An isolated cyclohexane ring experiences its lowest energy conformation in the chair state^[5]. This is evidenced in the results found here, as in both cases (either ketone up or ketone down) the chair conformation sits at a lower total energy than the twist boat. The two larger energetic contributions that cause this were found to be torsional energy and Van Der Waals energy.

Di-thiols 17 and 18 (see figure 4), derived from Taxol, are more complex molecules, used here to test computational power and begin to expose limitations of the software. Table 4 summarises results using the same Avogadro 1.1 setup as before. Molecule 17 was resolved further using Gaussian, which also calculated NMR and vibrational data. In this way, the spectral data could be compared to literature in order to gauge how accurately the molecule had been modeled.
It was found that, whilst molecule 17 only existed in a single atropisomer, molecule 18 could form both a chair and twist boat conformation, as seen for Taxol intermediates 9 and 10. In continuing with the comparison to molecules 9 and 10, the 'ketone down' position, i.e. with carbonyl pointing away from the bridging alkyl groups, are always the thermodynamically more stable.

NMR Analysis

Calculated NMR spectra for compound 17.
	¹H NMR	¹³C NMR
Spectrum

Comparison of calculated¹H NMR spectra with literature

¹H NMR assignment comparison between computed spectrum and literature for compound 17
Computed δ(ppm) DOI:10042/28052	Integral	Reported Values^[7] δ (ppm)
5.15	1	4.84, (dd, J=7.2,4.7Hz, 1H)
3.45	1	3.40-3.10 (m, 4H)
3.29	2
3.21	1
3.02	2	2.99 (dd, J=6.8, 5.2 Hz, 1H)
2.55	3	2.80-1.35 (Series of m, 14H)
2.49	1
2.28	4
2.16	1
2.08	1
1.72	1
1.67	1
1.47	3
1.35	1
1.18	3	1.10 (s, 3H)
1.10	3	1.00 (m, 1H)

¹³C NMR assignment comparison between computed spectrum and literature for compound 17
Computed δ(ppm) DOI:10042/28052	Reported^[8] δ (ppm)
217.12	218.79
145.11	144.63
125.50	125.33
89.10	72.88
59.10	56.19
54.40	52.52
53.43	48.50
51.87	46.80
47.74	45.76
47.63	39.80
44.17	38.81
42.50	35.85
38.63	32.66
35.45	28.79
32.24	28.29
28.43	26.88
26.39	25.66
26.26	23.86
21.45	20.96
19.74	18.71

The calculated proton NMR spectrum shows some limitations. Gaussian has arbitrarily grouped protons of near-identical chemical shifts together as 'degenerate' sets. This is despite the protons being located several bonds apart, and in similar, but different environments. To work around this problem, the chemical shifts for protons belonging to each of the three methyl groups were averaged to form three new chemical shift values. These values were used in place of the 9 original methyl shifts, which will account for environmental averaging caused by rapid rotation about the methyl single bonds. This is more reminiscent of how a real molecule would behave.

### [AIM A]
Rewrite the Taxol modeling text from "It was found" to "(dd, J=7.2,4.7Hz, 1H)", inclusive, swapping "atropisomer" for "conformer".
### [AIM B]
Condense the paragraph of the Taxol modeling text that begins "The calculated proton NMR spectrum shows some limitations" into a shorter version that keeps its main facts.
### [AIM C]
Write what comes next in the Taxol modeling text, starting after its final sentence.
The rows that follow have nothing to do with the Taxol modeling text.

### [ENTRIES SHOWN]
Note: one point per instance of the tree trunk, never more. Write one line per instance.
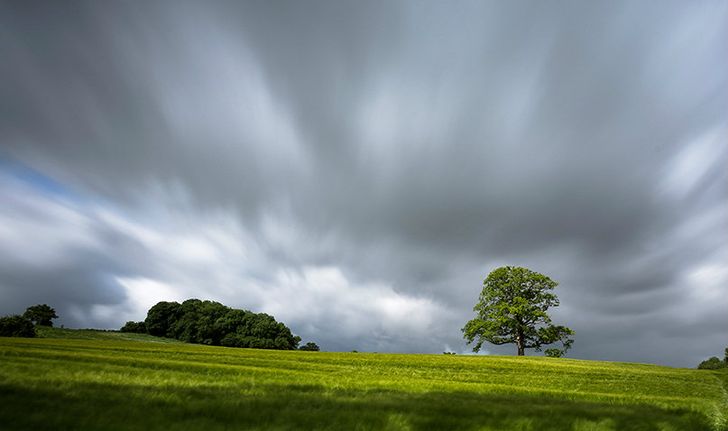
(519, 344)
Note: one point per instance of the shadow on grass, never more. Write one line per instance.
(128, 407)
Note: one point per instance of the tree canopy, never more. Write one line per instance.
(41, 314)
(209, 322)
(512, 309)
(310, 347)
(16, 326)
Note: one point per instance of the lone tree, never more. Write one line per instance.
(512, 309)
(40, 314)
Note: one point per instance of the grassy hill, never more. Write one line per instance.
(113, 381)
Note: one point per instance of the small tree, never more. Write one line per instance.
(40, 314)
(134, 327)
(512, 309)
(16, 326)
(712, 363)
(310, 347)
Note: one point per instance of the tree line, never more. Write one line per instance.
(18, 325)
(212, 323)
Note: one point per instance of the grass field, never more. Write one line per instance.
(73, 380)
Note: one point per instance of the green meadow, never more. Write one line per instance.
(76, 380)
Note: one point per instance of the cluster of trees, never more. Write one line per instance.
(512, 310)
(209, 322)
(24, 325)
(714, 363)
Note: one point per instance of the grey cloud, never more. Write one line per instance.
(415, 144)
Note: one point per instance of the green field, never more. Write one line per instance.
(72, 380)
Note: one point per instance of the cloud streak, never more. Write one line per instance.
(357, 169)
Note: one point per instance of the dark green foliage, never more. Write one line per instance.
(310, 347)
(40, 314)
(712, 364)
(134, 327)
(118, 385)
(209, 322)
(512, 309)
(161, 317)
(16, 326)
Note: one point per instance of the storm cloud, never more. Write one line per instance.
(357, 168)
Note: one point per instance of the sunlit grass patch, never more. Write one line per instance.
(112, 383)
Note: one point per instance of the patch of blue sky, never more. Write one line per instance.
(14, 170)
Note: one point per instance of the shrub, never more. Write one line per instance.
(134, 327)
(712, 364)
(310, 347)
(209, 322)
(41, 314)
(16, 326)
==
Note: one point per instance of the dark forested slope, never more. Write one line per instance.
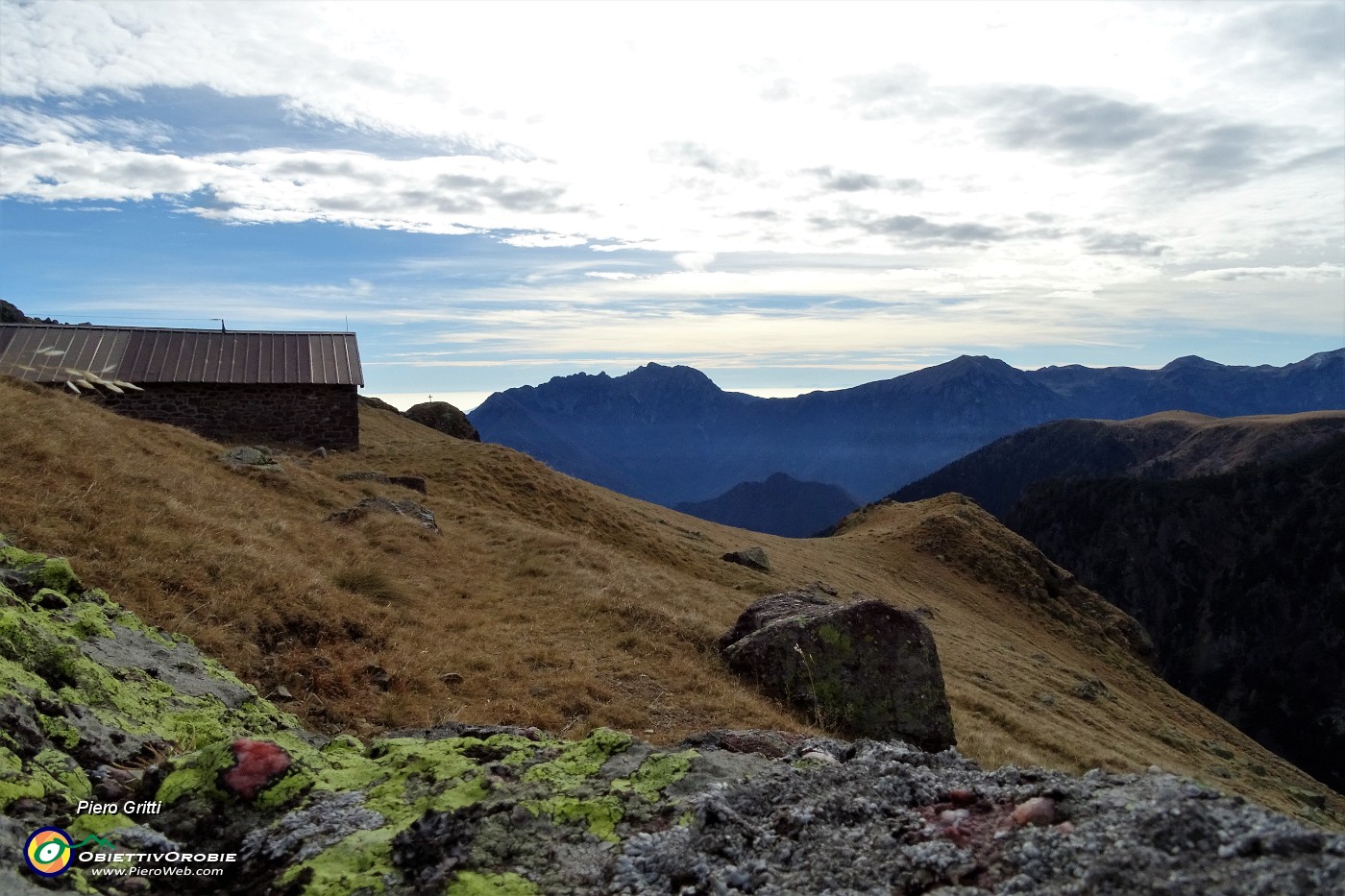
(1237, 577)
---
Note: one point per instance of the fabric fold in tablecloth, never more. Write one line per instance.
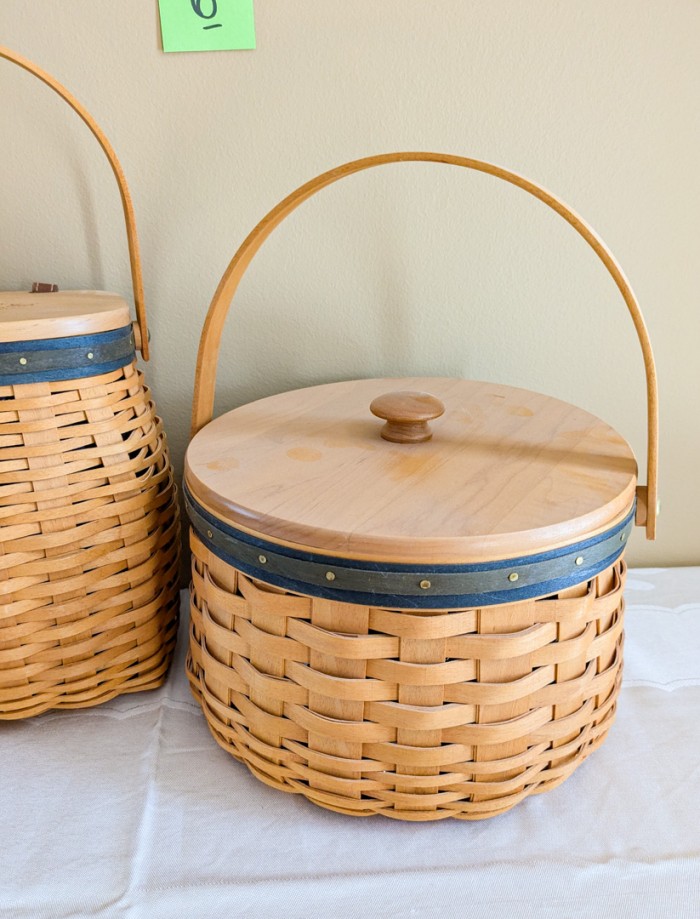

### [EXERCISE RESPONSE A]
It was found that, whilst molecule 17 only existed in a single conformer, molecule 18 could form both a chair and twist boat conformation, as seen for Taxol intermediates 9 and 10. In continuing with the comparison to molecules 9 and 10, the 'ketone down' position, i.e. with carbonyl pointing away from the bridging alkyl groups, are always the thermodynamically more stable.

NMR Analysis

Calculated NMR spectra for compound 17.
	¹H NMR	¹³C NMR
Spectrum

Comparison of calculated¹H NMR spectra with literature

¹H NMR assignment comparison between computed spectrum and literature for compound 17
Computed δ(ppm) DOI:10042/28052	Integral	Reported Values^[7] δ (ppm)
5.15	1	4.84, (dd, J=7.2,4.7Hz, 1H)

### [EXERCISE RESPONSE B]
The calculated proton NMR spectrum has limitations. Gaussian grouped protons with near-identical shifts into "degenerate" sets, even though they sat several bonds apart in similar but different environments. As a workaround, the shifts for the protons of each of the three methyl groups were averaged into three new values. These replaced the nine original methyl shifts. This accounts for the averaging caused by rapid rotation about the methyl single bonds, which is closer to how a real molecule behaves.

### [EXERCISE RESPONSE C]
The calculated ¹³C spectrum correlates very well to literature values. The only notable exception is for the calculated 89.10 chemical shift due to the heavy atom effect (highlighted in figure 5). This refers to the carbon atom directly bonded to two sulphur atoms, which have more associated electrons and are more complex. For this reason, approximations used by Gaussian are adhered to more poorly than the lighter Hydrogen or even carbon atoms. It is possible to invoke pseudo-potentials, where the software models the inner electrons of a heavy atom as a single shell, and a valence set of electrons on top of this. However, it is inevitable that, as atom sizes increase, they become more complex and harder to model. This is an important computational limitation that limits computational chemists to only a certain number of compounds.

Part 2

The aim of this section is to provide an analysis of the crystal structure of the Jacobsen catalyst and the Shi catalyst, and to retrieve some information that will help explain the enantioselectivity of the catalysts. Crystal structure data was extracted from the Cambridge Crystal Database, and analysed using Mercury, an accompanying software package that allows the user to explore database structures and view crystal packing in 3D.

Shi Catalyst Precursur

The fructose-derived ketone shown in figure 6 is the pre-catalyst first synthesised by Shi et. al.^[9] used to epoxidise alkenes with a high degree of enantiomeric excess (ee), specifically for trans-substituted and trisubstituted alkenes^[10]. Transition state analysis in a subsequent section provides some computational evidence for this. The crystal structure present in the same figure is one of two structures in the unit cell. Values are included for C-O bond lengths within one of the 5-membered rings, one of which appears to be larger than the expected (C-O) value of 1.42 Å^[11]. The bond distance value of 1.454 Å is most likely as a result of a lone pair donation from the oxygen of the bond, into the adjacent σ*C-O orbital, weakening the C-O bond in question. The anomeric effect allows the equitorial position to be favoured over the axial, due to positive orbital overlap that stabalises the equitorial conformation. This effect is not observed for any of the other possible candidates for anomeric interactions, largely due to the electron widthdrawing influence of the carbonyl bond.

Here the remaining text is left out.